## WHAT THIS TASK INVOLVES
Can you rewrite the listing below, putting "undercarriage" in place of every "landing gear" and leaving everything else unchanged?

[Dataset rows on where objects appear]
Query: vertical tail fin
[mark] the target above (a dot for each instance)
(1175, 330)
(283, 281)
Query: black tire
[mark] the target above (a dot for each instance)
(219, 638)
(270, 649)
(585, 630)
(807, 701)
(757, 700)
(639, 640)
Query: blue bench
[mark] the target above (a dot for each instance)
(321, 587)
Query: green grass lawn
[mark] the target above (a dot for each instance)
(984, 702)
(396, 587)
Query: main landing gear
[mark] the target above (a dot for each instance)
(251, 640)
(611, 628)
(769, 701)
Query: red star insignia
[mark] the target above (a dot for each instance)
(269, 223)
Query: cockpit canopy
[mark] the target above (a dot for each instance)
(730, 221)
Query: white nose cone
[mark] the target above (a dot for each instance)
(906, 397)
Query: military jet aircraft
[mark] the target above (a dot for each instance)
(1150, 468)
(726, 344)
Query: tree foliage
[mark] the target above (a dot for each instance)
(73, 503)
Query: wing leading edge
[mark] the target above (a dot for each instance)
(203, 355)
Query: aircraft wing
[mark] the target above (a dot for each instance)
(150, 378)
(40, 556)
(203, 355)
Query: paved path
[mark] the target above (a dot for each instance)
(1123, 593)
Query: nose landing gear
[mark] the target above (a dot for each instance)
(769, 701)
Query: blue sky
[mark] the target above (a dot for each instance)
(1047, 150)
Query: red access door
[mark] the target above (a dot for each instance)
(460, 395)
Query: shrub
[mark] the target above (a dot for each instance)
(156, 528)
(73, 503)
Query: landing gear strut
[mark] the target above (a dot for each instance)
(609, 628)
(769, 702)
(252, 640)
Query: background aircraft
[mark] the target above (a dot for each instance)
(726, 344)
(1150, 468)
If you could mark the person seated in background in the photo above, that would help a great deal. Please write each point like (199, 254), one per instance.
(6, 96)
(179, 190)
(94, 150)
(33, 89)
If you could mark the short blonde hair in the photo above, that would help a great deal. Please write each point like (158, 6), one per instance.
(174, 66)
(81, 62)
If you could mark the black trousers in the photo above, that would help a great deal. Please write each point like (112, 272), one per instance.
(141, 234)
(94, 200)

## TASK OUTPUT
Query: vertical tail fin
[mark] the target above (a dot for each instance)
(1175, 330)
(283, 281)
Query: black tire
[mark] the target above (a dot for each instance)
(219, 638)
(270, 649)
(585, 630)
(807, 701)
(757, 700)
(639, 640)
Query: blue bench
[mark] the target above (a dot for each instance)
(321, 587)
Query: green grass lawn
[mark] the target above (a dot for each instance)
(984, 702)
(396, 587)
Query: main undercarriage
[mark] the target above (a dot for each instance)
(251, 640)
(611, 628)
(769, 701)
Query: red star insignia
[mark] the target above (a dot for each instance)
(269, 223)
Query: cockpit canopy
[mark] the target above (a dot for each instance)
(730, 221)
Query: white nose cone
[mark] the target above (a dot for each instance)
(906, 397)
Query: military jet aircraft
[mark] the target above (a dot for each instance)
(1150, 468)
(726, 344)
Query: tree foliage
[mark] the target above (a dot for each instance)
(73, 503)
Query: wing leading edge
[mark] the target above (a dot for each instance)
(203, 355)
Query: aircraft wing
[mark] the target above (a dot for each instance)
(150, 378)
(40, 556)
(203, 355)
Query: paved path
[mark] the target above (a dot for each instance)
(1123, 593)
Query: nose undercarriage
[mark] the target above (a dot for each instance)
(769, 701)
Query: blue sky
[mark] the target above (a dot for each instance)
(1047, 150)
Query: red access door
[mark] the target above (a dot for each instance)
(460, 395)
Query: shrub
[mark] the target above (a dot for each instance)
(156, 528)
(73, 503)
Query: undercarriage strut
[mark] the target above (a dot for each instance)
(609, 628)
(769, 702)
(252, 640)
Query: background aircraft
[mark] the target above (a dot for each instance)
(726, 344)
(1150, 468)
If you could mark the person seated in background in the photo above, that would help a great deal. Please write each point like (199, 254), one per instance.
(6, 96)
(179, 190)
(94, 150)
(33, 89)
If you could mark the short blonde hair in the photo above, that would help a great deal. Please write each point like (158, 6), one per instance.
(174, 66)
(81, 62)
If you could mark the black trousers in the photo above, that would help a great deal. Please write each point like (112, 272), one per instance.
(141, 234)
(94, 200)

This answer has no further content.